What this task involves: Without reproducing any picture, copy the records word for word.

Supplied material:
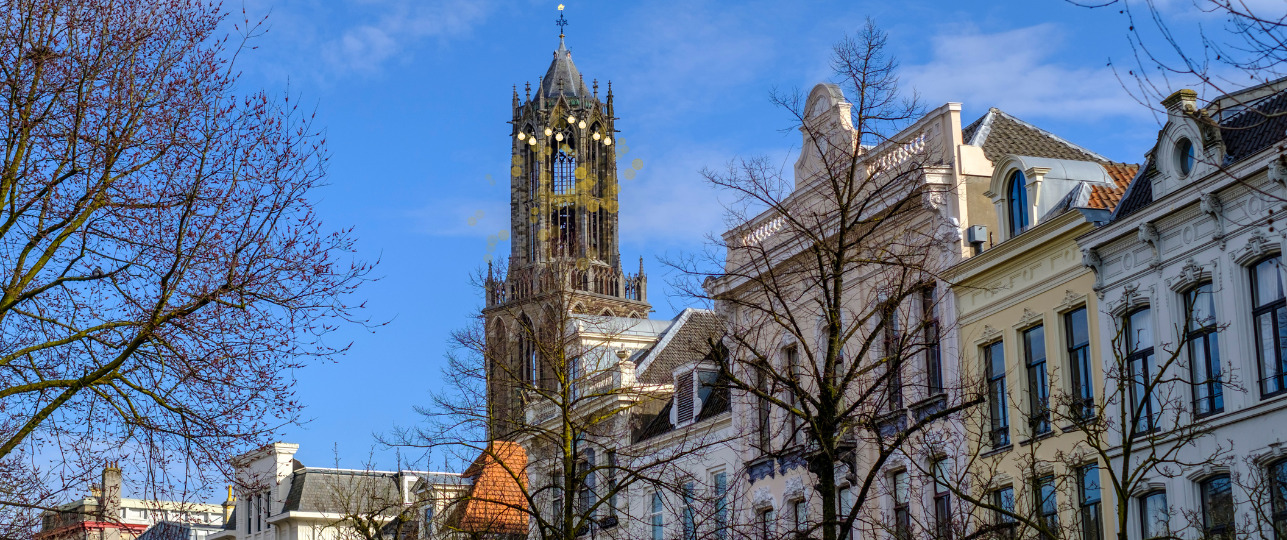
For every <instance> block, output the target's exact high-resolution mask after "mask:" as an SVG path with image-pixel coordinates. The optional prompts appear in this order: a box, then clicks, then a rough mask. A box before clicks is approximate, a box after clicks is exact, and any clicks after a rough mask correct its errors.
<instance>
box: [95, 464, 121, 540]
mask: <svg viewBox="0 0 1287 540" xmlns="http://www.w3.org/2000/svg"><path fill="white" fill-rule="evenodd" d="M98 510H99V516H100V517H99V519H100V521H103V522H104V523H120V522H121V464H120V463H118V462H107V465H104V467H103V494H102V496H100V498H99V503H98ZM100 534H102V540H121V528H120V527H103V530H102V531H100Z"/></svg>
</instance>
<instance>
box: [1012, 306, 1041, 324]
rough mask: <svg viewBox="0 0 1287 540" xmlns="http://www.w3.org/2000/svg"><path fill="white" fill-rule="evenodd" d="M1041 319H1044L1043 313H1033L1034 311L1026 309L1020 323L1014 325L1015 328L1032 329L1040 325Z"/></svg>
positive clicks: (1033, 312) (1036, 312)
mask: <svg viewBox="0 0 1287 540" xmlns="http://www.w3.org/2000/svg"><path fill="white" fill-rule="evenodd" d="M1041 318H1042V314H1041V312H1037V311H1032V310H1030V309H1027V307H1024V309H1023V315H1021V316H1019V321H1018V323H1017V324H1015V325H1014V328H1027V327H1032V325H1035V324H1036V323H1040V321H1041Z"/></svg>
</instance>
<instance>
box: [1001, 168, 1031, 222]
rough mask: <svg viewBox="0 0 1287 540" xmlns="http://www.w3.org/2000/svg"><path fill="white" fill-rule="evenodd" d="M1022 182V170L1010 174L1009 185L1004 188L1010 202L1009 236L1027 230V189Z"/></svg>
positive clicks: (1027, 193) (1027, 202)
mask: <svg viewBox="0 0 1287 540" xmlns="http://www.w3.org/2000/svg"><path fill="white" fill-rule="evenodd" d="M1024 184H1026V181H1024V179H1023V172H1022V171H1014V174H1013V175H1010V185H1009V188H1006V195H1008V198H1009V202H1010V238H1014V237H1018V235H1019V234H1022V233H1023V231H1024V230H1028V190H1027V188H1026V186H1024Z"/></svg>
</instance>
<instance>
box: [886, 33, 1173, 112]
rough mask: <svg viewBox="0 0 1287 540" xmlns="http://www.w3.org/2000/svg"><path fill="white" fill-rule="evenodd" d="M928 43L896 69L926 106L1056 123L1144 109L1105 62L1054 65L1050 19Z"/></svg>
mask: <svg viewBox="0 0 1287 540" xmlns="http://www.w3.org/2000/svg"><path fill="white" fill-rule="evenodd" d="M932 41H933V57H932V59H931V60H929V62H928V63H925V64H920V66H907V67H905V68H903V69H902V82H903V87H915V89H916V90H919V91H920V93H921V95H924V96H925V99H927V103H928V104H931V105H933V104H938V103H943V102H963V103H965V104H967V105H969V107H972V108H979V109H986V108H988V107H997V108H1001V109H1004V111H1006V112H1009V113H1013V114H1017V116H1021V117H1045V118H1060V120H1071V118H1080V120H1095V118H1100V117H1106V116H1142V114H1147V113H1148V111H1147V109H1144V108H1143V107H1140V105H1139V103H1136V102H1135V100H1134V99H1131V96H1130V95H1129V94H1127V93H1126V91H1125V90H1124V89H1122V87H1121V84H1120V82H1118V81H1117V78H1116V77H1115V75H1113V72H1112V69H1111V68H1108V67H1107V66H1104V64H1100V66H1066V64H1060V63H1057V62H1054V60H1053V59H1051V57H1054V55H1055V54H1057V53H1059V44H1060V31H1059V28H1058V27H1057V26H1054V24H1039V26H1033V27H1028V28H1018V30H1012V31H1006V32H999V33H979V32H977V31H973V30H968V31H964V32H960V33H951V35H940V36H937V37H934V39H933V40H932Z"/></svg>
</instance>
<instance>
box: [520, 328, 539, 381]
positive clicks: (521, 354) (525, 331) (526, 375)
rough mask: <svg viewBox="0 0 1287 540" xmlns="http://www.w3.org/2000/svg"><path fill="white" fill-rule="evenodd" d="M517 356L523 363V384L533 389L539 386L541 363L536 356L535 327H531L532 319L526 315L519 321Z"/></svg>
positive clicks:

Answer to the exercise:
For every <instance> block, output the target's exact high-resolution mask after "mask:" as an SVG path with image-pixel coordinates. The optional prompts appear in this order: a box, then clicks, then a rough mask. A box before clicks is approximate, a box after clicks is exact, and any clicks after a rough mask correct its errors.
<instance>
box: [95, 464, 121, 540]
mask: <svg viewBox="0 0 1287 540" xmlns="http://www.w3.org/2000/svg"><path fill="white" fill-rule="evenodd" d="M98 510H99V516H100V517H99V519H100V521H103V522H104V523H120V522H121V464H120V463H118V462H107V465H104V467H103V494H102V496H100V498H99V503H98ZM100 534H102V540H121V528H120V527H103V530H102V531H100Z"/></svg>
</instance>
<instance>
box: [1012, 306, 1041, 324]
rough mask: <svg viewBox="0 0 1287 540" xmlns="http://www.w3.org/2000/svg"><path fill="white" fill-rule="evenodd" d="M1041 319H1044L1043 313H1033L1034 311L1026 309L1020 323L1014 325L1015 328L1032 329L1040 325Z"/></svg>
positive clicks: (1033, 312) (1036, 312)
mask: <svg viewBox="0 0 1287 540" xmlns="http://www.w3.org/2000/svg"><path fill="white" fill-rule="evenodd" d="M1041 318H1042V314H1041V312H1037V311H1032V310H1030V309H1027V307H1024V309H1023V315H1021V316H1019V321H1018V323H1017V324H1015V325H1014V328H1027V327H1032V325H1035V324H1036V323H1040V321H1041Z"/></svg>
</instance>
<instance>
box: [1001, 168, 1031, 222]
rough mask: <svg viewBox="0 0 1287 540" xmlns="http://www.w3.org/2000/svg"><path fill="white" fill-rule="evenodd" d="M1022 182V170L1010 174L1009 185L1004 188L1010 202L1009 236L1027 230V189Z"/></svg>
positive clicks: (1027, 193) (1027, 202)
mask: <svg viewBox="0 0 1287 540" xmlns="http://www.w3.org/2000/svg"><path fill="white" fill-rule="evenodd" d="M1024 184H1026V181H1024V179H1023V172H1022V171H1014V174H1013V175H1010V185H1009V188H1006V195H1008V198H1009V202H1010V238H1014V237H1018V235H1019V234H1022V233H1023V231H1024V230H1028V190H1027V188H1026V186H1024Z"/></svg>
</instance>
<instance>
box: [886, 33, 1173, 112]
rough mask: <svg viewBox="0 0 1287 540" xmlns="http://www.w3.org/2000/svg"><path fill="white" fill-rule="evenodd" d="M928 43L896 69L926 106L1056 123L1144 109L1105 62L1054 65L1050 19Z"/></svg>
mask: <svg viewBox="0 0 1287 540" xmlns="http://www.w3.org/2000/svg"><path fill="white" fill-rule="evenodd" d="M932 41H933V57H932V59H931V60H929V62H928V63H925V64H920V66H907V67H905V68H903V69H902V82H903V87H915V89H916V90H919V91H920V93H921V95H924V96H925V99H927V103H928V104H931V105H933V104H938V103H943V102H963V103H965V104H967V105H969V107H972V108H979V109H986V108H988V107H997V108H1001V109H1004V111H1006V112H1009V113H1013V114H1017V116H1021V117H1045V118H1060V120H1071V118H1080V120H1095V118H1100V117H1106V116H1142V114H1147V113H1148V111H1147V109H1144V108H1143V107H1140V105H1139V103H1136V102H1135V100H1134V99H1131V96H1130V95H1129V94H1127V93H1126V91H1125V90H1124V89H1122V87H1121V84H1120V82H1118V81H1117V78H1116V77H1115V75H1113V72H1112V69H1111V68H1108V67H1107V66H1104V64H1100V66H1066V64H1060V63H1057V62H1054V60H1053V59H1051V57H1054V55H1055V54H1057V53H1059V44H1060V31H1059V28H1058V27H1057V26H1054V24H1039V26H1033V27H1028V28H1018V30H1012V31H1006V32H999V33H979V32H977V31H973V30H968V31H964V32H960V33H951V35H940V36H937V37H934V39H933V40H932Z"/></svg>
</instance>
<instance>
box: [520, 328, 539, 381]
positive clicks: (521, 354) (525, 331) (526, 375)
rough mask: <svg viewBox="0 0 1287 540" xmlns="http://www.w3.org/2000/svg"><path fill="white" fill-rule="evenodd" d="M517 356L523 363V384L533 389L539 386L541 363L536 356L535 327H531L532 319L526 315L519 321Z"/></svg>
positive clicks:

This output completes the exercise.